Respecting Children as Human Beings

00:21:19
Speaker
I understood that maybe if these kids just had some more sleep, they wouldn't be, you know, so upset.
00:21:29
Speaker
Maybe if they could eat right now, like I just, just basic human things.
00:21:34
Speaker
And I think that along with trust, we need to give the students a lot more grace and understanding that this isn't easy.
00:21:46
Speaker
What they're, what we're asking them to do isn't easy.
00:21:49
Speaker
It's not easy for me to sit in a classroom or a lecture that I'm not interested in, or at a time when I'm sleepy or I'm hungry, you know, it's not easy for me to do.
00:22:01
Speaker
And I'm a grown woman.
00:22:02
Speaker
So we're asking them to do things that adults have a hard time doing, and we're expecting them to do it perfectly, you know?
00:22:11
Speaker
So, and I think that that's, it's unfair.
00:22:14
Speaker
And I think that we need to get
00:22:16
Speaker
give our children a little bit more grace and to look at them as human beings.
00:22:25
Speaker
I know this seems very simple and it seems obvious, but I don't think it is.
00:22:30
Speaker
I don't think that people give children that, you know, that humanity that they deserve, you know?
00:22:37
Speaker
And I understand that it's hard.
00:22:40
Speaker
I do.
00:22:41
Speaker
I have four children.
00:22:42
Speaker
I mean, I have a 14-year-old
00:22:44
Speaker
a 12-year-old and two nine-year-olds, and they're not always nice.
00:22:49
Speaker
They're cranky sometimes, and they get anxious, and they get hungry, and they get frustrated.
00:22:55
Speaker
But so do I. So I think that that's something that I think we need more of, just in general, in teaching and parenting, just in the way that we interact with and relate to children.

Socialization in Homeschooling

00:23:13
Speaker
I think that we need more of that.
00:23:14
Speaker
And also I would say during this, during this time, I've seen a lot of people be anxious about socialization during the time.

Work request A
According to the transcript on respecting children, what are the ages of the speaker's four children?
Work request B
State whether each statement agrees with the transcript on respecting children, answering yes or no and quoting the deciding words: (i) The speaker regards giving children humanity as something that is actually obvious to people. (ii) The speaker says students are asked to do things that adults find difficult. (iii) The speaker describes their own children as always being nice.
Work request C
Carry the transcript on respecting children forward from its last sentence, keeping the speaker's conversational voice on the subject of socialization.

Data for analysis
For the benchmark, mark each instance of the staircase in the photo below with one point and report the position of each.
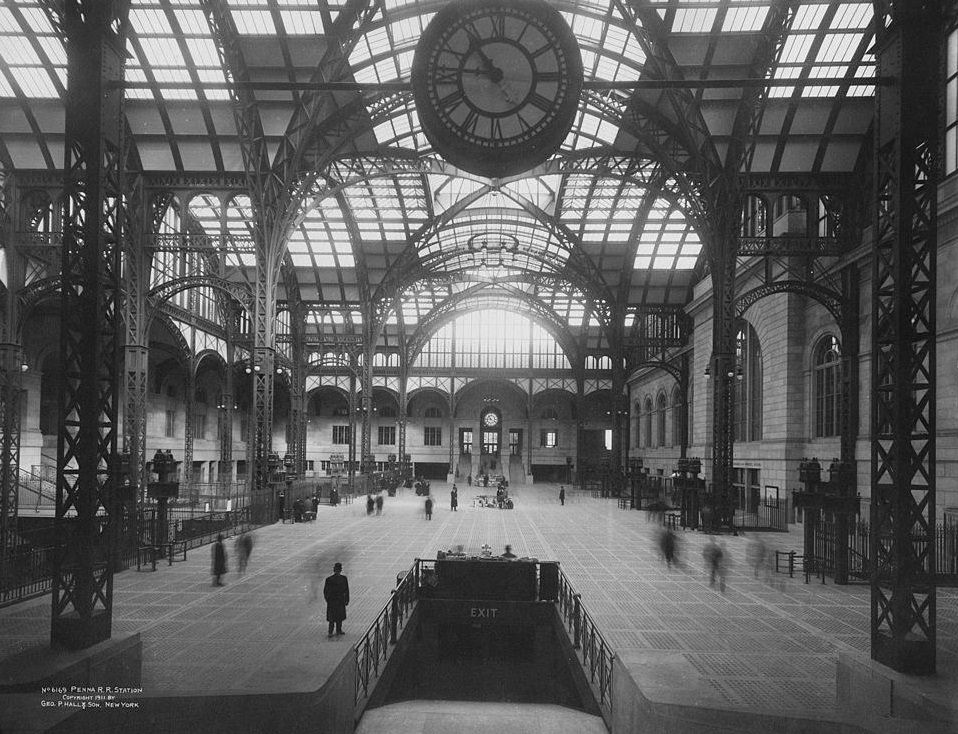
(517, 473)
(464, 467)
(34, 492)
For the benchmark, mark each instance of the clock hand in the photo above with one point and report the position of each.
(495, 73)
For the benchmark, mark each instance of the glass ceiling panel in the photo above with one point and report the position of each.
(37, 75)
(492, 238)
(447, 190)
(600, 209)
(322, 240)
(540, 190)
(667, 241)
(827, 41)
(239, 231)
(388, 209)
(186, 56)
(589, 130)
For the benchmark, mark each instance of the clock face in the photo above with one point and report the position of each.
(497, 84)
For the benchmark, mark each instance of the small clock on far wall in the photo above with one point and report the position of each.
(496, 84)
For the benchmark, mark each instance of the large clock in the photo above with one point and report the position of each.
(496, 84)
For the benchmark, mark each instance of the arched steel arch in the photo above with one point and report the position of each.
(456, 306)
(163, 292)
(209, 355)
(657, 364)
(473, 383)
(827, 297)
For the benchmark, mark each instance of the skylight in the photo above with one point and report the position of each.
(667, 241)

* * *

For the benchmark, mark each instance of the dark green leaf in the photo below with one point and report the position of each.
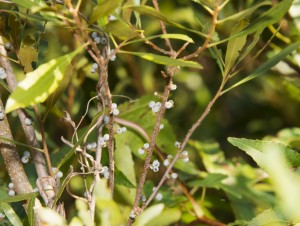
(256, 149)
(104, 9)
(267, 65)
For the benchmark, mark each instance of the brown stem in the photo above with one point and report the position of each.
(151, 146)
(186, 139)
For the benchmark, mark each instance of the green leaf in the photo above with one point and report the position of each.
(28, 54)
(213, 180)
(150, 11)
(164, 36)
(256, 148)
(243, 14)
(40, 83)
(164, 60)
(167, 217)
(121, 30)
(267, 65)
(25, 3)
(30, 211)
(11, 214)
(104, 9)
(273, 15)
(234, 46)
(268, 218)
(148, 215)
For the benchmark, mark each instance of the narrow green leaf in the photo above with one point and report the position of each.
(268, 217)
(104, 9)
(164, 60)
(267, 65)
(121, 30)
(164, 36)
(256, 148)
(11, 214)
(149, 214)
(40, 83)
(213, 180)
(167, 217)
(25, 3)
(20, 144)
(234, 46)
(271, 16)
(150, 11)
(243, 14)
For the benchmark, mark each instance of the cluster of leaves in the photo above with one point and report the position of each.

Your response A
One is 14, one is 12, and two are nine years old.

Your response B
(i) No: "I know this seems very simple and it seems obvious, but I don't think it is."
(ii) Yes: "So we're asking them to do things that adults have a hard time doing"
(iii) No: "they're not always nice."

Your response C
00:23:23
Speaker
And that's a big thing that people worry about, about homeschooling.
00:23:26
Speaker
Like they like, Oh, I think that it's great, but I worry about my kids being socialized.
00:23:31
Speaker
And I don't, you know, I don't even socialization as in, you know, we put our children in a classroom with full of children, their same age.
00:23:41
Speaker
from the same zip code and we say that they're being socialized.
00:23:46
Speaker
I don't believe that that's socialization, just in general.
00:23:50
Speaker
But even if it was and the kids were missing out on something because they don't have that right now, I would say that you shouldn't worry about it because you're there.
00:24:01
Speaker
The adult is there.
00:24:03
Speaker
And this is an opportunity for you to talk to your children and get to know them and for them to get to know you.
00:24:11
Speaker
I mean, as long as you're there and you are talking to them, you're socializing.
00:24:16
Speaker
It doesn't have to be with a child that another child interacts with.
00:24:22
Speaker
It can be with an adult.
00:24:24
Speaker
You know, my kids, my son, he's 14.
00:24:26
Speaker
He goes to chess club at the library and he always jokes that their chess club at the library is nine, nine-year-olds and 90-year-olds.
00:24:34
Speaker
Those are the people that are at chess club.
00:24:37
Speaker
And so he gets to talk with and play with
00:24:40
Speaker
elderly people when he's at chess and he talks to them and they talk to him and he, he becomes friends with these, with these older gentlemen that play in the chess club at the library.
00:24:51
Speaker
And it allows him to, you know, get a different perspective and, and it makes him, you know, better in the world.
00:25:00
Speaker
He recently had a job interview at the grocery store and he was very comfortable speaking with the adults.
00:25:07
Speaker
He wasn't nervous at all because that's his life.
00:25:10
Speaker
He speaks with adults.
00:25:11
Speaker
He understands how to talk to adults.
00:25:12
Speaker
He doesn't see it as a hierarchy where he's supposed to be, you know, nervous around adults or wait for his turn to talk.
00:25:21
Speaker
No, he just jumps right in there and starts talking just like an adult would.
00:25:25
Speaker
So I think that this is an opportunity for children who generally don't have that time that they get to speak to adults, just like peers.
00:25:36
Speaker
to have that with their parents.
00:25:38
Speaker
And I know that's going to be radical for some people because they don't think of themselves on the same level as children.
00:25:43
Speaker
They think of themselves as higher than children, but that's fine.
00:25:48
Speaker
You can still have that mentality, but just have a conversation with the kid.
00:25:53
Speaker
Just take some time out every single day and talk to them and let them talk to you.
00:25:58
Speaker
And then that's the same.
00:26:00
Speaker
They're still having a social interaction that they generally probably don't have.
00:26:06
Speaker
because we're really short on time, especially when kids are in school, they're short on time.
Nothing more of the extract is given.